— Documento de origem —
----------
Embora a boa lição
constitucional ministrada pelos constitucionalistas do país ensine que é
proibido retroceder em matéria de garantias e direitos fundamentais, fica
difícil compreendê-la ante o péssimo espetáculo a que se assiste no Congresso
Nacional, identificado pelo egoístico e repugnante ataque ao poder
investigatório do Ministério Público e, por efeito dominó, a todas as demais
instituições chamadas de democráticas.
E o povo? O povo
continua, nessa caríssima história de manipulações de poder, sendo aquele
personagem que figura no parágrafo único do art. 1º da Constituição Federal,
que diz que “todo o poder emana do povo, que o exerce por meio de
representantes eleitos ou diretamente nos termos desta Constituição.”
Se ainda não houve
razões para acreditar que o povo tem sido um grande figurante no suposto regime
democrático que se divulga nos espaços jurídico, legislativo e executivo, a arquitetada
investida contra o poder investigatório do Ministério Público, proveniente de representantes
do titular desse poder popular, exemplifica como, ao mesmo tempo, o povo pode
servir de justificativa axiológica para argumentos paradoxos.
Os que defendem a
proposta de emenda constitucional n. 37/2011 afirmam que sua aprovação será
melhor para o povo, aprimorando a
qualidade da investigação criminal. Os que são contrários batem os pés,
sacudindo toda a poeira dos milhões de inquéritos policiais inconclusos nas
delegacias de polícia, sustentando que a não aprovação da PEC 37 será melhor
para o povo, que já não aguenta mais
tanta impunidade. A diferença é que esses últimos, nos seus argumentos, estão
em conformidade com a Constituição.
----------
— Dados apresentados —
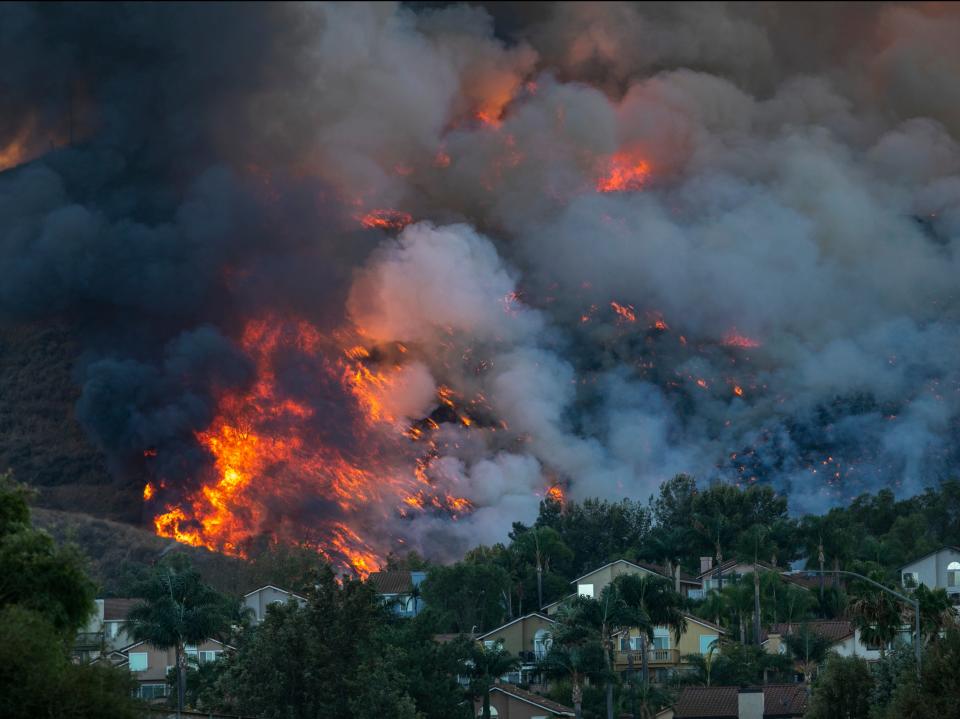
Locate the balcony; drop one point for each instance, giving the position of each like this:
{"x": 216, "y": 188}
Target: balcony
----------
— O que fazer —
a: Por favor, reescreva o trecho do texto sobre a PEC 37 que começa com "Se ainda não" e termina com "para argumentos paradoxos.", trocando "figurante" por "espectador".
b: Dê seguimento ao texto sobre a PEC 37, começando logo após a última frase.
A listagem não é necessária para realizar estas tarefas.

— Resultados das tarefas —
a:
Se ainda não houve
razões para acreditar que o povo tem sido um grande espectador no suposto regime
democrático que se divulga nos espaços jurídico, legislativo e executivo, a arquitetada
investida contra o poder investigatório do Ministério Público, proveniente de representantes
do titular desse poder popular, exemplifica como, ao mesmo tempo, o povo pode
servir de justificativa axiológica para argumentos paradoxos.

b:
Mas onde está o povo
para decidir o papel que quer interpretar? Quantos compareceram à mobilização
nacional contra a PEC 37 realizada no dia 24 de abril de 2013 em Brasília? Os
dados se perderam. Literalmente, os dados se perderam e estão sendo jogados por
uma única mão.
No espaço virtual, o
compartilhamento de links contra a PEC 37 tem sido diário. Opiniões consagradíssimas
sobre o assunto possuem vida própria na internet. Parabéns ao acesso em rede,
ao compartilhamento de informações e aos cientistas da tecnologia. Mas a
mobilização virtual é um complemento à mobilização presencial, e de forma
alguma a substitui. Os movimentos
sociais não seriam movimentos sociais se ficassem apenas no ambiente
cibernético.
A PEC 37 é assustadora,
tenebrosa e pecaminosa. Viola a ideia em si de Constituição. O Poder
Constituinte Derivado Reformador, a quem cabe, através de emendas, aproximar as
normas constitucionais da vivência social, tudo não pode. Possui limitações
explícitas e outras que decorrem do próprio sistema constitucional. O Ministério
Público é um direito fundamental do cidadão, que deve pensar assim: “eu tenho o
impagável direito a uma instituição que defenda os interesses sociais e
individuais indisponíveis.”
A PEC 37 é resultado de
uma péssima interpretação de como deve atuar o Poder Constituinte Derivado, que,
ao que parece, a todo custo, inclusive o de haver mais impunidade, quer
restringir uma das atribuições institucionais do Ministério Público. O inciso
IX da CF/88 bem recorda que cabe ao Ministério Público exercer outras funções
que forem compatíveis com sua finalidade. A investigação criminal direta pelo Ministério
Público, e isso já se sabe de há muito, é algo que corre nas veias
institucionais. É do normal combate de quem sempre foi conhecido por atuar
veementemente nos tribunais do júri do país, embora sua atuação não se reduza a
esse ponto.
Portanto, a aberração
da proposta de emenda constitucional n. 37 se dá ao tentar abolir, restringir o
direito fundamental, estabelecido desde 1988, de se ter uma investigação
criminal direta pelo Ministério Público. Isso é um pecado capital! Todos os
direitos e garantias fundamentais previstos ou não no art. 5º da Constituição
Federal necessariamente dependem de estruturas constitucionais que possam
promovê-los. O Ministério Público, estabelecido minimamente no art. 127 da
Constituição Federal, é uma delas, e por isso traz a essência fundamental de
todos os direitos humanos inscritos naquele artigo. Restringir ou eliminar
qualquer uma de suas atribuições constitucionais é restringir ou eliminar
direitos fundamentais.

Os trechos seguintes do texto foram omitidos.